Work item:
Give back every entry in full, exactly as it reads.
====================
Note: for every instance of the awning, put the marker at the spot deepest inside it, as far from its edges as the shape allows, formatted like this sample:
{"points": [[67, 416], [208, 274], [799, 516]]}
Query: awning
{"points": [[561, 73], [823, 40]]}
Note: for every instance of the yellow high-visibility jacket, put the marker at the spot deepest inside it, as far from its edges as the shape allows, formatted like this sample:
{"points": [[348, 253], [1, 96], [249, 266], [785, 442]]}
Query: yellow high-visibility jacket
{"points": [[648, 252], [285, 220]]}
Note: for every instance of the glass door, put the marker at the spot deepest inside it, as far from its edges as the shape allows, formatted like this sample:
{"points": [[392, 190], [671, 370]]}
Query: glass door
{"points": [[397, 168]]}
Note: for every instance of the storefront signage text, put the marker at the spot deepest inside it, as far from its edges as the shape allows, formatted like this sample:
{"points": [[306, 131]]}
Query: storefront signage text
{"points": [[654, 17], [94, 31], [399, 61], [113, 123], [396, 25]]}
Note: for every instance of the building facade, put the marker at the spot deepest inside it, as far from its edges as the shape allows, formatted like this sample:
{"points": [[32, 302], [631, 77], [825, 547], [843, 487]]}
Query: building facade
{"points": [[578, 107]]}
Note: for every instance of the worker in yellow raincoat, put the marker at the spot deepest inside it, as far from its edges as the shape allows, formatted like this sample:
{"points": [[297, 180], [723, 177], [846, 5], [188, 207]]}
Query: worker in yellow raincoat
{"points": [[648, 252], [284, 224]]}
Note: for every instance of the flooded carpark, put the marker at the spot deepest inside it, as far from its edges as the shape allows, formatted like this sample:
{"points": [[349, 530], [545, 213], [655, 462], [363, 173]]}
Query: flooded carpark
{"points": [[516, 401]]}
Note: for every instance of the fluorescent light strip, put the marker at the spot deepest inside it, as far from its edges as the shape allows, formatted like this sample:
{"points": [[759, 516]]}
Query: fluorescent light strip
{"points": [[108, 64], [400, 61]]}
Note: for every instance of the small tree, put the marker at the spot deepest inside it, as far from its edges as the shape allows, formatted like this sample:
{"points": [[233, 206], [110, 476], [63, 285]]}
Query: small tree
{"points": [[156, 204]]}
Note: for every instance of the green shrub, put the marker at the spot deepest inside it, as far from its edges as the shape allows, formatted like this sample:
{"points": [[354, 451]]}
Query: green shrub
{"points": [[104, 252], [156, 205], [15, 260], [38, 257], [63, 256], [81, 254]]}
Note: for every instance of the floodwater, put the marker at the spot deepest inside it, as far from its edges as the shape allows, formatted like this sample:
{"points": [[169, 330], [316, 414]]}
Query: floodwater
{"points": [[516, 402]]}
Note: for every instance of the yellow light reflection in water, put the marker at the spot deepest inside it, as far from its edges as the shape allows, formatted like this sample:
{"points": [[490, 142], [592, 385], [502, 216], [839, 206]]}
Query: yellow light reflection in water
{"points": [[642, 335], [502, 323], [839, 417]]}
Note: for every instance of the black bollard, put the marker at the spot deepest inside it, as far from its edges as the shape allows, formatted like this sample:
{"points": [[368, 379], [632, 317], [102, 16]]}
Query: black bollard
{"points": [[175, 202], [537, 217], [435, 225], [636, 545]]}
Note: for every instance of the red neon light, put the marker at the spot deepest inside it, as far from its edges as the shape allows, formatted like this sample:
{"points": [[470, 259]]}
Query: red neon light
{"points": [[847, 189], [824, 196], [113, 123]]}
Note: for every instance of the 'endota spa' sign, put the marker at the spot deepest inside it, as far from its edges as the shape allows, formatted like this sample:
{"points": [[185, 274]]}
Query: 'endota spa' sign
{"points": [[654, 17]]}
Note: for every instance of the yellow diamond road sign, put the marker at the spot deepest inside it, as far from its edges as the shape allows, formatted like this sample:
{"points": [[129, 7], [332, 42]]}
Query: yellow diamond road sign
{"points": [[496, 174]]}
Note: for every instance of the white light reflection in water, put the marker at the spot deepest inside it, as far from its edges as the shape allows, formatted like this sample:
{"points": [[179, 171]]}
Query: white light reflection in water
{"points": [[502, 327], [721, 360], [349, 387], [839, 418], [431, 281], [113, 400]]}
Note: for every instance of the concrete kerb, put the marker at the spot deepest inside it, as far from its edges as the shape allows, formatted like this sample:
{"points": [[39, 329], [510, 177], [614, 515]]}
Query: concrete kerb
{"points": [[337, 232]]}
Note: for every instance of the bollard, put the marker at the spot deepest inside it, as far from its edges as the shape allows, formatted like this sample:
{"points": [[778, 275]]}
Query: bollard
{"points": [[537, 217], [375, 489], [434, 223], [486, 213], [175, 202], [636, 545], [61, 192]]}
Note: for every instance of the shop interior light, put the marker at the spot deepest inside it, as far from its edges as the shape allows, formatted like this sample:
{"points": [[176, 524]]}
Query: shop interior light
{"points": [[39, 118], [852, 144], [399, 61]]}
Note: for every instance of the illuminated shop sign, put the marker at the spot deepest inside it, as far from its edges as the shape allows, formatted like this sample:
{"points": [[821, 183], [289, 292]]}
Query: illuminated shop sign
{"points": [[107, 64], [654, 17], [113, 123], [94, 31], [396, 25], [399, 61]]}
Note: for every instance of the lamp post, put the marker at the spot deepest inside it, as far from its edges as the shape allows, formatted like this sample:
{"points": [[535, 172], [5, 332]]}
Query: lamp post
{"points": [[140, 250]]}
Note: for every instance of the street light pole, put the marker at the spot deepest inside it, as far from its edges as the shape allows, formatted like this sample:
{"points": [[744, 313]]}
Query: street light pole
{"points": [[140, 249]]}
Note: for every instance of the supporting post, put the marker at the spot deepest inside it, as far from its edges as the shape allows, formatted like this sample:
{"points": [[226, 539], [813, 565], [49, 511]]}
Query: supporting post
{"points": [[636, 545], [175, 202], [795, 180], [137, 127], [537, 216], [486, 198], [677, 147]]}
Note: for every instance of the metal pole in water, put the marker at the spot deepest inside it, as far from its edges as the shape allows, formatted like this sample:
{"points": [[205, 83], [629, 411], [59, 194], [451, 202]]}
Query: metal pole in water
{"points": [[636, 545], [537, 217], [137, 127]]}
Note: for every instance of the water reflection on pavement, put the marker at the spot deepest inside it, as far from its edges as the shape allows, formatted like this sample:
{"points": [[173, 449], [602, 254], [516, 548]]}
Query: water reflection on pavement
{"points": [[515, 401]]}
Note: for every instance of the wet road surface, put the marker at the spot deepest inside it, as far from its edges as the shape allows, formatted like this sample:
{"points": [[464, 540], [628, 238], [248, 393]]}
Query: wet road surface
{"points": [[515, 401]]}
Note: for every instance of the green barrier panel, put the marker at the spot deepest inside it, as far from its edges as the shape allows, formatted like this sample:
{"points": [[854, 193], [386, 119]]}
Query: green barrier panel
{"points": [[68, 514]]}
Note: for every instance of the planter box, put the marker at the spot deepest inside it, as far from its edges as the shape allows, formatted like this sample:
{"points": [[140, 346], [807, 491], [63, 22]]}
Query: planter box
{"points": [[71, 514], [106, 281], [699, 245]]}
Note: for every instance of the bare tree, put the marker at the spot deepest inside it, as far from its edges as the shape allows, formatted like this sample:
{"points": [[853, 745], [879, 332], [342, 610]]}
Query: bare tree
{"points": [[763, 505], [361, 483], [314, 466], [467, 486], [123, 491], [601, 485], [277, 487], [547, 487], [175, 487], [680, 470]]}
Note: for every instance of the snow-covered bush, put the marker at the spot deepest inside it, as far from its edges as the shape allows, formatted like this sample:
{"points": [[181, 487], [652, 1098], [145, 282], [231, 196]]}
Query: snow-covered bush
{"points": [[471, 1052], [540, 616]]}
====================
Task output:
Note: for every instance of the awning, put the marker at the spot deepest inside it, as far from its edges as the shape allows, formatted like this sample:
{"points": [[67, 416], [208, 274], [799, 516]]}
Query: awning
{"points": [[561, 73], [823, 40]]}
Note: for every instance of the yellow high-visibility jacket, put the marker at the spot deepest inside it, as far from its edges as the shape allows, formatted like this sample:
{"points": [[348, 253], [1, 96], [249, 266], [785, 442]]}
Query: yellow high-visibility jacket
{"points": [[648, 252], [285, 220]]}
Note: for every instance of the glass door, put the marker at the spot deepest inside it, as far from its edges as the shape allows, formatted like this sample:
{"points": [[392, 190], [671, 370]]}
Query: glass door
{"points": [[397, 168]]}
Note: for every instance of the storefront signage text, put the marker at the spot deepest inside it, as far from its edges as the shape allows, formatted like this sample:
{"points": [[306, 131]]}
Query: storefront signage text
{"points": [[654, 17], [94, 31], [399, 61], [113, 123], [396, 25]]}
Note: for every instance of the building facade, put the marker at the spot deepest inside it, as far from its edges as the shape allows, formatted like this sample:
{"points": [[32, 302], [631, 77], [825, 547], [843, 487]]}
Query: building facade
{"points": [[578, 107]]}
Note: for every instance of the worker in yellow raincoat, put the marker at the spot deepest inside it, as far from its edges as the shape allows, formatted like this sample:
{"points": [[297, 180], [723, 177], [846, 5], [188, 207]]}
Query: worker in yellow raincoat
{"points": [[648, 252], [284, 224]]}
Note: for every instance of the flooded carpark, put the marker at the spot deepest inside it, as far from its edges as the shape allows, formatted like this sample:
{"points": [[349, 530], [545, 213], [655, 462], [363, 173]]}
Query: flooded carpark
{"points": [[516, 401]]}
Note: for every instance of the fluorescent light strip, put the marker at the spot deepest inside it, as far from its edges as the shape allows, formatted like this sample:
{"points": [[759, 516]]}
Query: fluorescent light strip
{"points": [[108, 64], [400, 61]]}
Note: for every instance of the small tree, put the marker at the spot deepest inside it, as far from its edges as the shape allows, formatted like this sample:
{"points": [[233, 206], [110, 476], [63, 285]]}
Query: small tree
{"points": [[156, 204]]}
Note: for every instance of the green shrub, put the marker at the spot deepest inside it, as far from its edges as the shape allows, formatted like this sample:
{"points": [[354, 451]]}
Query: green shrub
{"points": [[104, 252], [156, 205], [15, 260], [38, 257], [63, 256], [81, 254]]}
Note: for every instance of the floodwater, put the marker at the spot deepest inside it, as far from its edges as the shape allows, formatted like this sample:
{"points": [[169, 330], [316, 414]]}
Query: floodwater
{"points": [[516, 402]]}
Note: for every instance of the yellow light reflection in water, put the marker at the spot deepest inside it, as far from its edges as the shape allows, formatted like this sample:
{"points": [[490, 142], [592, 385], [502, 216], [839, 206]]}
Query: yellow light reflection in water
{"points": [[642, 335], [502, 323], [839, 417]]}
Note: for every instance of the black bollard, put the marker at the spot deepest inside it, as far from its edges as the shape allows, formatted like this sample:
{"points": [[368, 379], [632, 317], [102, 16]]}
Query: black bollard
{"points": [[175, 202], [537, 217], [435, 225], [636, 545]]}
Note: for every instance of the red neon light, put the marker at the spot deepest inside it, as far from its edges as the shape allows, formatted like this sample:
{"points": [[470, 259]]}
Query: red neon light
{"points": [[847, 189], [824, 196], [113, 123]]}
Note: for every instance of the 'endota spa' sign, put the marker at the spot deepest inside it, as far from its edges as the shape allows, formatted like this sample:
{"points": [[185, 274]]}
Query: 'endota spa' sign
{"points": [[654, 17]]}
Note: for every instance of the yellow diamond road sign, put the marker at the spot deepest inside it, as far from its edges as the shape allows, formatted like this sample:
{"points": [[129, 7], [332, 42]]}
Query: yellow diamond road sign
{"points": [[496, 174]]}
Note: for every instance of the white light reflection in water, put the marker at the spot deepest inside it, as far from its edges as the shape allows, formatted like this sample:
{"points": [[179, 171]]}
Query: white light reflection in water
{"points": [[502, 327], [721, 360], [349, 387], [839, 418], [431, 281], [113, 400]]}
Note: for every instance of the concrete kerb, put the marker at the spot deepest inside it, as far from its edges as the shape allows, formatted like this sample:
{"points": [[39, 329], [510, 177], [614, 515]]}
Query: concrete kerb
{"points": [[337, 232]]}
Note: for every instance of the bollard, put the marker at the spot deepest inside it, as far from its edges as the shape allows, formatted like this sample:
{"points": [[778, 275]]}
Query: bollard
{"points": [[537, 217], [375, 489], [434, 223], [486, 213], [175, 202], [636, 545], [61, 192]]}
Note: for every instance of the shop interior light, put the marker at the spot deepest inside it, as far from its edges as the shape allows, formatted like this sample:
{"points": [[176, 524]]}
Query: shop interior light
{"points": [[39, 118], [852, 144], [399, 61]]}
Note: for every instance of the illuminated shop sign, put the marker at the spot deepest inside it, as far from its edges as the shape allows, formatted like this sample:
{"points": [[821, 183], [289, 292]]}
Query: illuminated shop sign
{"points": [[107, 64], [654, 17], [113, 123], [94, 31], [396, 25], [399, 61]]}
Note: for every instance of the lamp post, put the marker at the spot deepest inside it, as far from its edges as the shape allows, formatted like this sample:
{"points": [[535, 172], [5, 332]]}
Query: lamp post
{"points": [[140, 250]]}
Note: for every instance of the street light pole, put the marker at the spot deepest inside it, as far from its edges as the shape allows, formatted like this sample:
{"points": [[744, 313]]}
Query: street light pole
{"points": [[140, 249]]}
Note: for every instance of the supporting post, put the marker at the spot deepest inside it, as far from its edges as the shape allows, formatted like this sample:
{"points": [[226, 539], [813, 565], [49, 511]]}
Query: supporting post
{"points": [[636, 545], [175, 202], [795, 180], [137, 127], [537, 216], [486, 198], [677, 147]]}
Note: for every instance of the metal pole in water, put the marker at the spot deepest inside it, as far from its edges as the shape allows, formatted like this sample:
{"points": [[205, 83], [629, 411], [59, 194], [451, 202]]}
Query: metal pole in water
{"points": [[636, 545], [537, 217], [137, 127]]}
Note: for every instance of the water reflection on pavement, put the marker at the spot deepest inside it, as far from its edges as the shape allows, formatted like this sample:
{"points": [[173, 449], [602, 254], [516, 548]]}
Query: water reflection on pavement
{"points": [[515, 401]]}
Note: for every instance of the wet road surface, put the marker at the spot deepest inside it, as far from its edges as the shape allows, formatted like this sample:
{"points": [[464, 540], [628, 238], [248, 393]]}
Query: wet road surface
{"points": [[515, 401]]}
Note: for every instance of the green barrier panel, put the marker at the spot deepest inside it, as far from its edges as the shape allows, formatted like this sample:
{"points": [[854, 193], [386, 119]]}
Query: green barrier panel
{"points": [[68, 514]]}
Note: for every instance of the planter box, put the marker at the spot deepest inside it, as far from its edges as the shape allows, formatted like this sample:
{"points": [[140, 346], [807, 491], [63, 22]]}
Query: planter box
{"points": [[71, 514], [106, 281], [699, 245]]}
Note: for every instance of the bare tree, put the marker at the spot deepest inside it, as far from its edges as the shape allows, formatted like this sample:
{"points": [[853, 745], [879, 332], [342, 610]]}
Query: bare tree
{"points": [[763, 505], [361, 483], [314, 466], [467, 486], [123, 491], [601, 485], [277, 487], [547, 487], [175, 487], [680, 470]]}
Note: for every instance of the snow-covered bush, put the marker at the spot deepest inside it, as far from its edges as the shape allows, formatted like this sample:
{"points": [[181, 487], [652, 1098], [145, 282], [231, 196]]}
Query: snow-covered bush
{"points": [[471, 1052], [540, 616]]}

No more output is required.